_WHAT YOU SHOULD DO_.
Quote the entire listing below word for word, from its first line to its last.

_DATA ROWS_.

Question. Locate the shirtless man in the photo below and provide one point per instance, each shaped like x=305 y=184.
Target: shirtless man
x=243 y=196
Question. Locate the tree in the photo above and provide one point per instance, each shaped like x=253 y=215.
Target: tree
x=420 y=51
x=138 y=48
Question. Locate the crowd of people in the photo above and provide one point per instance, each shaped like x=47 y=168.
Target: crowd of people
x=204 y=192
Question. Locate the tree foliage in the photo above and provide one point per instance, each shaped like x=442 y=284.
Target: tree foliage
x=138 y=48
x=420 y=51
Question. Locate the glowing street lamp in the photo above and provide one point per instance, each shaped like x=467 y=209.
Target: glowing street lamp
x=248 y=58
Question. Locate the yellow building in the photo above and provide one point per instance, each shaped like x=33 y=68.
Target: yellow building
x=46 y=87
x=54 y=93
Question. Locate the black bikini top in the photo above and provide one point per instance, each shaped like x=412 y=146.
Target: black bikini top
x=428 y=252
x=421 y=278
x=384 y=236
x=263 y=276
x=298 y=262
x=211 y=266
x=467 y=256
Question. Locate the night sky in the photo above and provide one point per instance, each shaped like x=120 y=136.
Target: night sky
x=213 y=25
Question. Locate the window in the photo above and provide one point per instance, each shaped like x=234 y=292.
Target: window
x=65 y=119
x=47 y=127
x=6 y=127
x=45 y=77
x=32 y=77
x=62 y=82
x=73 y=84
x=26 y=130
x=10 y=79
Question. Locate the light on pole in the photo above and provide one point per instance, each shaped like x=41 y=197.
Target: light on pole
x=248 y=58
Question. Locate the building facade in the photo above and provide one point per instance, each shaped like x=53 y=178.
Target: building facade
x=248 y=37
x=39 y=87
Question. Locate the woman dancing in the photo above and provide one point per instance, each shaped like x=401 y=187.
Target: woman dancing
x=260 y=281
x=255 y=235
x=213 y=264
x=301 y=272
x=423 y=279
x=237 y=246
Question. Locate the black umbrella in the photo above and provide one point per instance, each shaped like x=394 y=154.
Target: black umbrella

_CORRECT ANSWER_.
Question. Locate the shirtless man in the photo below and provide one point per instance, each shaped like x=305 y=184.
Target: shirtless man
x=243 y=196
Question. Locate the tree in the photo above and provide one point per instance, each shaped like x=253 y=215.
Target: tree
x=420 y=51
x=138 y=48
Question. Locate the crowd of people in the photo above and provide one point per instance, each shaped like x=47 y=168.
Target: crowd of people
x=204 y=192
Question. Locate the tree foliage in the photo above and provide one point per instance, each shaped like x=442 y=284.
Target: tree foliage
x=138 y=48
x=420 y=51
Question. Locate the glowing street lamp in the photo above and provide one point per instance, each shaped like x=467 y=209.
Target: glowing street lamp
x=248 y=58
Question. Locate the yellow building in the photo above and provide one point per instance, each shaped like x=33 y=68.
Target: yellow building
x=46 y=87
x=54 y=93
Question. Locate the black bikini top in the photo above and provide one point per instance, each shaped like x=412 y=146.
Target: black bikini top
x=428 y=252
x=421 y=278
x=384 y=236
x=263 y=276
x=298 y=262
x=211 y=266
x=467 y=256
Question. Locate the night sky in the photo above and provide one point per instance, each shaped like x=120 y=136.
Target: night sky
x=213 y=25
Question. Locate the window in the photo above and provide one point per instance, each shaped like x=234 y=292.
Target: window
x=65 y=119
x=47 y=127
x=6 y=127
x=45 y=77
x=32 y=77
x=62 y=82
x=73 y=84
x=26 y=130
x=10 y=79
Question. Locate the light on pole in the photo above and provide one point per instance, each shaped like x=41 y=197.
Target: light on pole
x=248 y=58
Question. Locate the building facade in the photo above and provide one point per instance, each shaped like x=53 y=178.
Target: building facade
x=248 y=37
x=39 y=87
Question. Locate the woman dancing in the photo above and provide one point per instance, each shaped like x=401 y=187.
Target: woman dancing
x=260 y=281
x=255 y=235
x=213 y=264
x=301 y=272
x=423 y=279
x=237 y=246
Question. Locate the black umbrella in the photo above and provide one point per instance, each shaped like x=394 y=154.
Target: black umbrella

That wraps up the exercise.